Kabar eirene untuk pembaca blog: Telah hadir 5 Variabel Bebas dan 1 Variabel Terikat untuk penelitian Teologi Kristen. Untuk program Doktoral dapat meneliti 5 variabel yang saya posting, sedangkan untuk Magister bisa dibatasi pada 3 variabel, dan terakhir untuk Sarjana Teologi bisa memilih 2 varia penelitian dalam postingan berikut. Variabel itu dipilih sesuai minat yang terpatri dalam diri.
Rumusan Variabel Penelitian:
1.Pendeta sebagai seorang Pengkhotbah (X1)
2.Pendeta sebagai seorang Pemimpin(X2)
3.Pendeta sebagai seorang Gembala (X3)
4.Pendeta sebagai Guru (X4)
5.Pendeta sebagai Entrepreneur (X5)
Terhadap
6.Kualitas Kerohanian Anggota Jemaat (Y)
Bila dirumuskan dalam judul variabel Penelitian maka hasilnya seperti ini:
Pengaruh Pendeta sebagai seorang Pengkhotbah, Pendeta sebagai seorang Pemimpin, Pendeta sebagai seorang Gembala, Pendeta sebagai Guru, Pendeta sebagai Entrepreneur terhadap Kualitas Kerohanian Anggota Jemaat Gereja ...
□ □ □ □
◆ **Tugas yang Dikerjakan**
1. Sebutkan semua variabel bebas beserta kodenya yang dirumuskan dalam teks tentang variabel penelitian teologi.
2. Tuliskan ulang bagian teks tentang variabel penelitian teologi dari "Kabar eirene untuk" sampai "sebagai Entrepreneur (X5)" tanpa mengubah satu kata pun.
3. Lanjutkan teks tentang variabel penelitian teologi mulai dari bagian terakhir yang ditampilkan.
□ □ □ □
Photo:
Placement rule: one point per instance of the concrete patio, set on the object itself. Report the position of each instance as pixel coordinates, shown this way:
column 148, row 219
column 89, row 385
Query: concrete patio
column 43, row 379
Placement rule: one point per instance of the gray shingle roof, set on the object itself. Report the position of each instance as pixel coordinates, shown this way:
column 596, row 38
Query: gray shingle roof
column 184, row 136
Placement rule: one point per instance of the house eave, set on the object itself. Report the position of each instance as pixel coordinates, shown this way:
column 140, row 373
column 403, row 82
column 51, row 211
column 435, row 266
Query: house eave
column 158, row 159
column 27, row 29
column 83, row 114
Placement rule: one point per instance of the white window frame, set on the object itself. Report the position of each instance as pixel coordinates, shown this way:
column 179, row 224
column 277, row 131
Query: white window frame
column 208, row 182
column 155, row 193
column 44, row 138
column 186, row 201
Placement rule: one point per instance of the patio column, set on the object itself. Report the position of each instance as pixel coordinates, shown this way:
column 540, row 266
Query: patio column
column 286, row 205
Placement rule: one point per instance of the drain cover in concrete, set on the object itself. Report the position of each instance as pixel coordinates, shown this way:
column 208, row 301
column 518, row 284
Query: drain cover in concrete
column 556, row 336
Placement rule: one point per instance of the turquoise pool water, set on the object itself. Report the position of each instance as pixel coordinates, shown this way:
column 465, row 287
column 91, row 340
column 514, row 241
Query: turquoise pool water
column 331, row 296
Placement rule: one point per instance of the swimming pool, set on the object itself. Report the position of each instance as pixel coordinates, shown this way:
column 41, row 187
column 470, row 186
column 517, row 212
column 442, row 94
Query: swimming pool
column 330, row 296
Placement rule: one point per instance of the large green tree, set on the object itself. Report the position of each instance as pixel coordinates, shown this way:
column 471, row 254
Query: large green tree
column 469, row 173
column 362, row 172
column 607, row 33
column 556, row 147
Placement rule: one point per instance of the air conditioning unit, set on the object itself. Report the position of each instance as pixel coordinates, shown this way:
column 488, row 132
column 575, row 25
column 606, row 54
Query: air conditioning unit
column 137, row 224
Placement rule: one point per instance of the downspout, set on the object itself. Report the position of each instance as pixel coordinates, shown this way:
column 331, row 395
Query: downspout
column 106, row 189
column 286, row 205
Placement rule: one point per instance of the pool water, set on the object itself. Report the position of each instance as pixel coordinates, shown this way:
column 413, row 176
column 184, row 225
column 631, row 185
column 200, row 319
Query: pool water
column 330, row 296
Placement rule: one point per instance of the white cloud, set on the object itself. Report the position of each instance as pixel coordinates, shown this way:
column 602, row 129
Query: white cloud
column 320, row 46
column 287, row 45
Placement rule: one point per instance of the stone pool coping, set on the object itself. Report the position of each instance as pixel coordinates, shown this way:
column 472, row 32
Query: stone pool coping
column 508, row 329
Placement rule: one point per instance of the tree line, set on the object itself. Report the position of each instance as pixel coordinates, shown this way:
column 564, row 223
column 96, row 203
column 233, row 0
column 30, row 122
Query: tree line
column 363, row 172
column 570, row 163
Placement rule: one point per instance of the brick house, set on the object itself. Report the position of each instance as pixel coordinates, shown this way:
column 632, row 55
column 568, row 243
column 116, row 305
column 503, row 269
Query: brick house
□ □ □ □
◆ **Jawaban yang Diberikan**
1.
1. Pendeta sebagai seorang Pengkhotbah (X1)
2. Pendeta sebagai seorang Pemimpin (X2)
3. Pendeta sebagai seorang Gembala (X3)
4. Pendeta sebagai Guru (X4)
5. Pendeta sebagai Entrepreneur (X5)

2.
Kabar eirene untuk pembaca blog: Telah hadir 5 Variabel Bebas dan 1 Variabel Terikat untuk penelitian Teologi Kristen. Untuk program Doktoral dapat meneliti 5 variabel yang saya posting, sedangkan untuk Magister bisa dibatasi pada 3 variabel, dan terakhir untuk Sarjana Teologi bisa memilih 2 varia penelitian dalam postingan berikut. Variabel itu dipilih sesuai minat yang terpatri dalam diri.
Rumusan Variabel Penelitian:
1.Pendeta sebagai seorang Pengkhotbah (X1)
2.Pendeta sebagai seorang Pemimpin(X2)
3.Pendeta sebagai seorang Gembala (X3)
4.Pendeta sebagai Guru (X4)
5.Pendeta sebagai Entrepreneur (X5)

3.
Kajian Singkat Variabel Terikat dan Bebas (diselingi bahasa renungan, mohon bahasa ini dihindari dalam tulisan ilmiah seperti di Skripsi, Tesis dan Disertasi)
1.Pendeta sebagai seorang Pengkhotbah (X1)
Kata Pendeta berasal dari bahasa Sansekerta, kata ini menunjuk pada seorang pemimpin yang memiliki tugas keagamaan. Dalam terminologi Kristen, kata pendeta menunjuk pada sebuah jabatan organisasi gereja. Oleh karena pendeta adalah jabatan maka seseorang yang menjadi pendeta harus ditahbiskan (dikukuhkan) menjadi pendeta untuk melakukan tugas yang berhubungan dengan kerohanian jemaat dalam satu jemaat lokal atau beberapa jemaat lokal.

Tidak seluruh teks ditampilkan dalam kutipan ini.